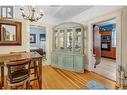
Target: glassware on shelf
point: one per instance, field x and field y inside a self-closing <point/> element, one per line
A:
<point x="69" y="39"/>
<point x="77" y="44"/>
<point x="56" y="39"/>
<point x="61" y="39"/>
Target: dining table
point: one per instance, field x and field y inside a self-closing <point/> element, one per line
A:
<point x="33" y="56"/>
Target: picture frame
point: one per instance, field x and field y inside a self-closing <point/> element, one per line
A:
<point x="32" y="38"/>
<point x="42" y="37"/>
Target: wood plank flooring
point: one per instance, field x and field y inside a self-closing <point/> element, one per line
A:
<point x="54" y="78"/>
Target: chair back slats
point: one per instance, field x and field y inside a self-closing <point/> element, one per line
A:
<point x="18" y="70"/>
<point x="17" y="52"/>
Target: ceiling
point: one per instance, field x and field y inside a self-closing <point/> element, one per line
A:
<point x="60" y="13"/>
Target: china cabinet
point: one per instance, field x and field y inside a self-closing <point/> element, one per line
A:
<point x="68" y="47"/>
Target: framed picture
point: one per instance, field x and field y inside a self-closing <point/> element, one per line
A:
<point x="42" y="37"/>
<point x="32" y="38"/>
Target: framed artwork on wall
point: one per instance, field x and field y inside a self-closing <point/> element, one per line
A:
<point x="32" y="38"/>
<point x="42" y="37"/>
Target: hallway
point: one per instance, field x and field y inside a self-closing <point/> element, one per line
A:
<point x="106" y="68"/>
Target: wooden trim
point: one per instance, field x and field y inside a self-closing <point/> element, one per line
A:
<point x="18" y="32"/>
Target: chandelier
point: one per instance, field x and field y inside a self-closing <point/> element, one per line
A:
<point x="31" y="16"/>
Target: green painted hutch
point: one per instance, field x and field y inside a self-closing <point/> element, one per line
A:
<point x="68" y="47"/>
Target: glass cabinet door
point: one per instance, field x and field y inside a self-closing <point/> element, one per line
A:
<point x="61" y="39"/>
<point x="69" y="38"/>
<point x="77" y="40"/>
<point x="56" y="39"/>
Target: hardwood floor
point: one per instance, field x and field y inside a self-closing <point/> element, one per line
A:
<point x="54" y="78"/>
<point x="106" y="68"/>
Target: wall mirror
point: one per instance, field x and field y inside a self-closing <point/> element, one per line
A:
<point x="10" y="32"/>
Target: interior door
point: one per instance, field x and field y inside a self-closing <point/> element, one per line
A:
<point x="96" y="44"/>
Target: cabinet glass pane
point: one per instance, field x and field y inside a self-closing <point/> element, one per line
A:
<point x="69" y="39"/>
<point x="61" y="39"/>
<point x="77" y="42"/>
<point x="56" y="39"/>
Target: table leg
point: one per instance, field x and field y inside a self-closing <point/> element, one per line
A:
<point x="40" y="73"/>
<point x="2" y="74"/>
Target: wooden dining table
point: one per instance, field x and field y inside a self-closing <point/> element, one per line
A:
<point x="34" y="56"/>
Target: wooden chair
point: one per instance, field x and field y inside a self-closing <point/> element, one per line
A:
<point x="2" y="75"/>
<point x="34" y="72"/>
<point x="18" y="73"/>
<point x="17" y="52"/>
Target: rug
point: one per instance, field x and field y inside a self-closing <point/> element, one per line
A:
<point x="95" y="85"/>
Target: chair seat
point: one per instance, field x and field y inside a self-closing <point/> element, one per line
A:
<point x="19" y="75"/>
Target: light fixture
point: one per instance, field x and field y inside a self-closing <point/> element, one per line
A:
<point x="31" y="16"/>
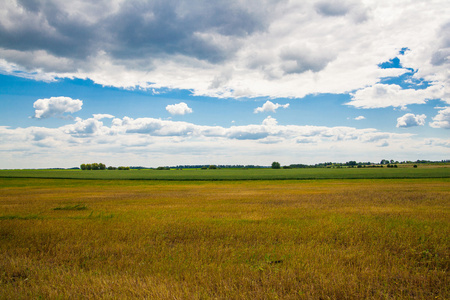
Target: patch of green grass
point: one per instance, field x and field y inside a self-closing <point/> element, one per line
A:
<point x="72" y="207"/>
<point x="236" y="174"/>
<point x="18" y="217"/>
<point x="329" y="239"/>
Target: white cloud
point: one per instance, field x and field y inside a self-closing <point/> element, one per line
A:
<point x="270" y="107"/>
<point x="385" y="95"/>
<point x="164" y="142"/>
<point x="179" y="109"/>
<point x="103" y="116"/>
<point x="253" y="52"/>
<point x="56" y="106"/>
<point x="442" y="119"/>
<point x="410" y="120"/>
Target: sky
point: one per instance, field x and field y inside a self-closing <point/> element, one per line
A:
<point x="184" y="82"/>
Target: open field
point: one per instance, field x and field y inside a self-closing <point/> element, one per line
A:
<point x="308" y="239"/>
<point x="439" y="171"/>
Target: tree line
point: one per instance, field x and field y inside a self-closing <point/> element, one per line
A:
<point x="100" y="166"/>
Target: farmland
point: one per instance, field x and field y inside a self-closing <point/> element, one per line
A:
<point x="181" y="238"/>
<point x="440" y="171"/>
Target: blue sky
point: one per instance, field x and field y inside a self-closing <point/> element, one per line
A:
<point x="228" y="82"/>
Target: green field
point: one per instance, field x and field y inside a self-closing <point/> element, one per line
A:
<point x="238" y="174"/>
<point x="283" y="239"/>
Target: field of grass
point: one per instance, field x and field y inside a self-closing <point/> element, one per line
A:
<point x="284" y="239"/>
<point x="239" y="174"/>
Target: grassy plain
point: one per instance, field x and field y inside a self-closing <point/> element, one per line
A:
<point x="284" y="239"/>
<point x="424" y="171"/>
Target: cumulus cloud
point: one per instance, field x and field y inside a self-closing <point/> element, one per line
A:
<point x="155" y="141"/>
<point x="56" y="106"/>
<point x="179" y="109"/>
<point x="270" y="107"/>
<point x="227" y="48"/>
<point x="410" y="120"/>
<point x="442" y="119"/>
<point x="385" y="95"/>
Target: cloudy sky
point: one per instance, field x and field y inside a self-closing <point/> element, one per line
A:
<point x="153" y="83"/>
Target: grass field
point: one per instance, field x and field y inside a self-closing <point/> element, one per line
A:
<point x="284" y="239"/>
<point x="440" y="171"/>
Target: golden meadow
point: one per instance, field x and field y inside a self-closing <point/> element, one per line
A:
<point x="253" y="239"/>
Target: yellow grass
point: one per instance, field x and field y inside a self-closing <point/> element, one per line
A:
<point x="328" y="239"/>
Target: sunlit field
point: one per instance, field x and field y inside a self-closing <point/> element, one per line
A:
<point x="284" y="239"/>
<point x="403" y="171"/>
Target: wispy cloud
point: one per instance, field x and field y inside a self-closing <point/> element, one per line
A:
<point x="179" y="109"/>
<point x="230" y="48"/>
<point x="55" y="106"/>
<point x="270" y="107"/>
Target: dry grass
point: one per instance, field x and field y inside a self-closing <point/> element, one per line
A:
<point x="329" y="239"/>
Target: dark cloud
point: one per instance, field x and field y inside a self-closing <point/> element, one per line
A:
<point x="137" y="29"/>
<point x="44" y="26"/>
<point x="180" y="27"/>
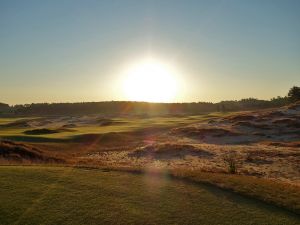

■ Task to complete: Repeat the records above exactly, from the first line through the line that contains "Target: dining table", and leave out the pictures.

■ Reply to the exercise:
Target: glassware on shelf
point: one per instance, field x and field y inside a self-closing <point/> element, one per line
A:
<point x="69" y="39"/>
<point x="77" y="44"/>
<point x="56" y="39"/>
<point x="61" y="39"/>
Target: dining table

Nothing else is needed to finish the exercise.